-- OBJECTIF VISÉ --
Recopiez à l’identique le passage de l’extrait sur la chasse aux défenses de mammouth : commencez aux mots « Chaque été, des » et arrêtez-vous après « cela porte malheur. ».

Chaque été, des dizaines de Yakoutes (Russes turcophones) se rendent sur les îles de l’Arctique sibérien pour trouver des défenses de mammouth. Souvent portés par le besoin impérieux de faire vivre leur famille, certains parcourent jusqu’à 350 kilomètres à bord d’un petit canot pneumatique pour rejoindre ces déserts de toundra aux allures post-apocalyptiques. Là-bas, le permafrost (terre gelée) fond sous l’effet du réchauffement climatique, dévoilant des cadavres d’éléphantidés laineux vieux d’au moins 14’000 ans. Les chasseurs les recherchent au petit bonheur la chance et malgré leur croyance que cela porte malheur.

-- LIGNES EXTRAITES --
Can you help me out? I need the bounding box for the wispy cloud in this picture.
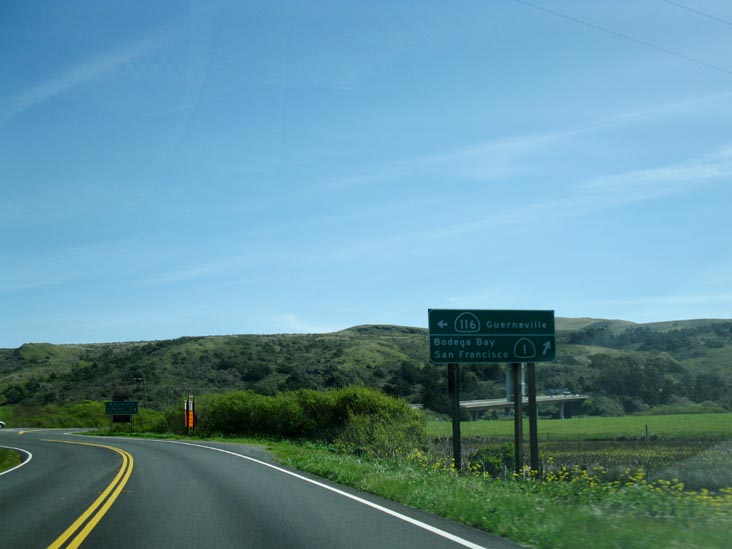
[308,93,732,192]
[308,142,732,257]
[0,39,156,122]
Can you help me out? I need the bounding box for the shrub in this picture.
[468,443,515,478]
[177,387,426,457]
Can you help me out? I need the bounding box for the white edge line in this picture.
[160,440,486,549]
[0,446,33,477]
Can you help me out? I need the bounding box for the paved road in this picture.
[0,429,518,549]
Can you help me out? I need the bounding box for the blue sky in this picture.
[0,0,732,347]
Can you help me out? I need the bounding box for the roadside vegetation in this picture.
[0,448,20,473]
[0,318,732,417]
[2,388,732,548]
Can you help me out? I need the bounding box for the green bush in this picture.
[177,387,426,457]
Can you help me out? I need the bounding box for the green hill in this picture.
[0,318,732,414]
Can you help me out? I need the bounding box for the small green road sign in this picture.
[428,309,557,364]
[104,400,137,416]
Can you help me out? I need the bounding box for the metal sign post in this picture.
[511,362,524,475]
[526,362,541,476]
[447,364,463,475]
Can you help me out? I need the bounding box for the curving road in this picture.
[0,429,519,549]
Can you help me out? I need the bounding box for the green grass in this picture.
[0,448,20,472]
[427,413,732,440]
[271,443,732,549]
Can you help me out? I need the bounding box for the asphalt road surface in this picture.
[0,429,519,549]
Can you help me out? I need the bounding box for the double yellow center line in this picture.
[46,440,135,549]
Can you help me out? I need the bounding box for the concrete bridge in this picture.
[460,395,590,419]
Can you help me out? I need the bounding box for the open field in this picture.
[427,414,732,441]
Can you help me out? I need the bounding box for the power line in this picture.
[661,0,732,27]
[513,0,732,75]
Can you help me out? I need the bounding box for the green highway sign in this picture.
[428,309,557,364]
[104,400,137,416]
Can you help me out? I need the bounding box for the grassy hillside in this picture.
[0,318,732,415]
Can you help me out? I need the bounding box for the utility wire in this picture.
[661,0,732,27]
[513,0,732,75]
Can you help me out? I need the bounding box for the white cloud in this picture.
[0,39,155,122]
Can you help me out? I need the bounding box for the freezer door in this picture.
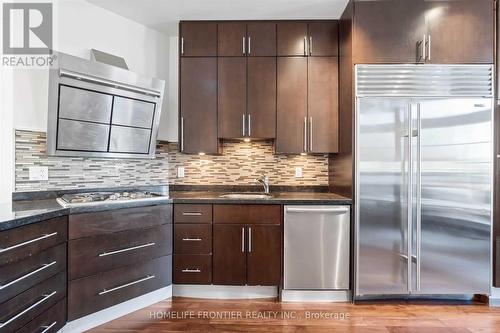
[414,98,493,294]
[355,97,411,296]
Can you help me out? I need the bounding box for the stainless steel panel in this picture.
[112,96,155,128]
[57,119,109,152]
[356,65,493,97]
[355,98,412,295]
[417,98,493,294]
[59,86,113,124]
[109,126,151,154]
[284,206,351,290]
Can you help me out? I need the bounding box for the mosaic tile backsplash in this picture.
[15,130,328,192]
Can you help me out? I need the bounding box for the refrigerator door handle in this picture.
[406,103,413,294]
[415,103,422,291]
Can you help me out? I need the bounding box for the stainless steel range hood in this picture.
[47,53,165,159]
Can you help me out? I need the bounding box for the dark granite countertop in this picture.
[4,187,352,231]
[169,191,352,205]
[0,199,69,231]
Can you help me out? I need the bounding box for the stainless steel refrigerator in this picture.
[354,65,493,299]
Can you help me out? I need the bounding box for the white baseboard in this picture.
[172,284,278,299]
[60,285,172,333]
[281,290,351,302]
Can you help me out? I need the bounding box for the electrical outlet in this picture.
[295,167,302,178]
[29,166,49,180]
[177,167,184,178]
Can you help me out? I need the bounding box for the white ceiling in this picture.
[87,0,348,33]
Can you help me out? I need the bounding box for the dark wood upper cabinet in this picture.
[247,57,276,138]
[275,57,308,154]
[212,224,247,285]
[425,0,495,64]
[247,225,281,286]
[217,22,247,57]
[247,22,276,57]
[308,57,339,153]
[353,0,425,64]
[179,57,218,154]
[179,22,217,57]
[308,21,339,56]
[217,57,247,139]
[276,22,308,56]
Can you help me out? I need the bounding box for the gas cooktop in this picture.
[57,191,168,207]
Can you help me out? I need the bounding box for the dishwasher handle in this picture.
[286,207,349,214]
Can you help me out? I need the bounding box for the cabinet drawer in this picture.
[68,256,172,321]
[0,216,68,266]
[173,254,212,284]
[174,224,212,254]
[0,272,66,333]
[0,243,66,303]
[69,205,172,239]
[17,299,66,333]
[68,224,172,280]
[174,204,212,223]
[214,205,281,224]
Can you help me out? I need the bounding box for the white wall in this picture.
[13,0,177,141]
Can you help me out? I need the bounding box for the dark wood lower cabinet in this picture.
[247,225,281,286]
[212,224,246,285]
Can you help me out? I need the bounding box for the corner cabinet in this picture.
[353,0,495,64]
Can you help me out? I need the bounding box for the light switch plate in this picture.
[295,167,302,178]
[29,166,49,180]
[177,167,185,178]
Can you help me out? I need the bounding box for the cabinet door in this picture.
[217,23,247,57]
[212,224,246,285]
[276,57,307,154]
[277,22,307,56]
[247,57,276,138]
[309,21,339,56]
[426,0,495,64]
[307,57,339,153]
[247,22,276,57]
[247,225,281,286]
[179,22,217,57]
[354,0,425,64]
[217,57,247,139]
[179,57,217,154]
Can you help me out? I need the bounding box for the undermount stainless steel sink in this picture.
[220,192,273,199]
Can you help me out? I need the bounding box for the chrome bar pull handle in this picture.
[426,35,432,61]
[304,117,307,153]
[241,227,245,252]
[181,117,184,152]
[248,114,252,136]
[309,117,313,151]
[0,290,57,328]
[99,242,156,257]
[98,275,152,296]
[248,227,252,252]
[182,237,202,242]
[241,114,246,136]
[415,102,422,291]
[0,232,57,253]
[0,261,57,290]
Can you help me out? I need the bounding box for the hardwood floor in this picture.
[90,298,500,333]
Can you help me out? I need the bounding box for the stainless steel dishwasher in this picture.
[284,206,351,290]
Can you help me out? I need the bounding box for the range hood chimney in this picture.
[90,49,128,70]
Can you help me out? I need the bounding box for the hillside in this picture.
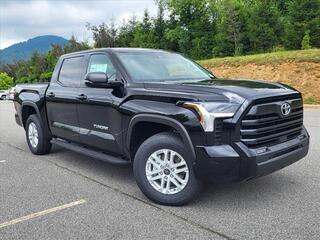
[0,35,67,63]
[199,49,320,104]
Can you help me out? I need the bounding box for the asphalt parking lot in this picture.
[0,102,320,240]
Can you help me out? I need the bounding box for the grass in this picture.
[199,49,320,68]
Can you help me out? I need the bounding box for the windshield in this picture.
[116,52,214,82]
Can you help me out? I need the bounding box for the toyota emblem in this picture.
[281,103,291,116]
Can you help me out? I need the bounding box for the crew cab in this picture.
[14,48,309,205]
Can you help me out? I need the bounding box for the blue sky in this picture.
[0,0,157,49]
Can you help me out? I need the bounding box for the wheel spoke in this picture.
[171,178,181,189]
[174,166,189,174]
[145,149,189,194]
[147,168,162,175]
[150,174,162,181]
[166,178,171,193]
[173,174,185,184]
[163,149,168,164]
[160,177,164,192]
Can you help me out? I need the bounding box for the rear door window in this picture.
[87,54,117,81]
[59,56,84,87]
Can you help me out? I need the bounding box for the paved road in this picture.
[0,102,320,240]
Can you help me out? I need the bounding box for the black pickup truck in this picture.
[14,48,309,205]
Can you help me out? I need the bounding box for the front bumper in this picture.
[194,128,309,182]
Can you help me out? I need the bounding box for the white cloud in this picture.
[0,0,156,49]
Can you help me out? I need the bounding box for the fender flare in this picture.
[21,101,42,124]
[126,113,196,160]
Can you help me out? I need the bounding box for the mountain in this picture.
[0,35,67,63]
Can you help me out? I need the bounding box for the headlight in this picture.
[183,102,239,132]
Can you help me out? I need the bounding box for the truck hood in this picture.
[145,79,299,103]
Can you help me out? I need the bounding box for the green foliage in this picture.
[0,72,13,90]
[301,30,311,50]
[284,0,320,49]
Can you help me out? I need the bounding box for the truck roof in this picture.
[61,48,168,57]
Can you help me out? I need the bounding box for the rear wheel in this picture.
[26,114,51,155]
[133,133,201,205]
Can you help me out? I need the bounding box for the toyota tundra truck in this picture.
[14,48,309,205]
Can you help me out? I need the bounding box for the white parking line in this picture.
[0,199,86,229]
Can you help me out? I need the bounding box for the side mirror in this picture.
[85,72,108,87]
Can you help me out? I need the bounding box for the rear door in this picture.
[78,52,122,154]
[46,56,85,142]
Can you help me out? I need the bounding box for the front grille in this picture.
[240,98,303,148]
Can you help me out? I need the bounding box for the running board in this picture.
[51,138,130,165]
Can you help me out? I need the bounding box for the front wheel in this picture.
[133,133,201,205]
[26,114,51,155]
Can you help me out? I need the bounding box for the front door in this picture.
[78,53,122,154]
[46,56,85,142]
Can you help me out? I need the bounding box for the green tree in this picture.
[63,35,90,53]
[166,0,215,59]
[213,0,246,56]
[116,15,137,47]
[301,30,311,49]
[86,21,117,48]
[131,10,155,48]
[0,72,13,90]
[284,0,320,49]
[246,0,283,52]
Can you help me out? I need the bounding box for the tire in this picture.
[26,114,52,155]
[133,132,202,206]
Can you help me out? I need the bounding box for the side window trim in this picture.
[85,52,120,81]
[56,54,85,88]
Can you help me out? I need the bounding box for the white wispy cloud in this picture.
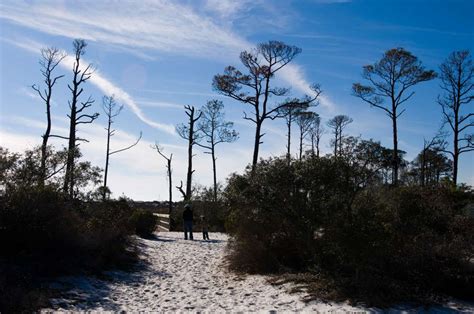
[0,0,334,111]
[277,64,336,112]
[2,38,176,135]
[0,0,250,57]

-- RÉPONSE RÉDIGÉE --
Chaque été, des dizaines de Yakoutes (Russes turcophones) se rendent sur les îles de l’Arctique sibérien pour trouver des défenses de mammouth. Souvent portés par le besoin impérieux de faire vivre leur famille, certains parcourent jusqu’à 350 kilomètres à bord d’un petit canot pneumatique pour rejoindre ces déserts de toundra aux allures post-apocalyptiques. Là-bas, le permafrost (terre gelée) fond sous l’effet du réchauffement climatique, dévoilant des cadavres d’éléphantidés laineux vieux d’au moins 14’000 ans. Les chasseurs les recherchent au petit bonheur la chance et malgré leur croyance que cela porte malheur.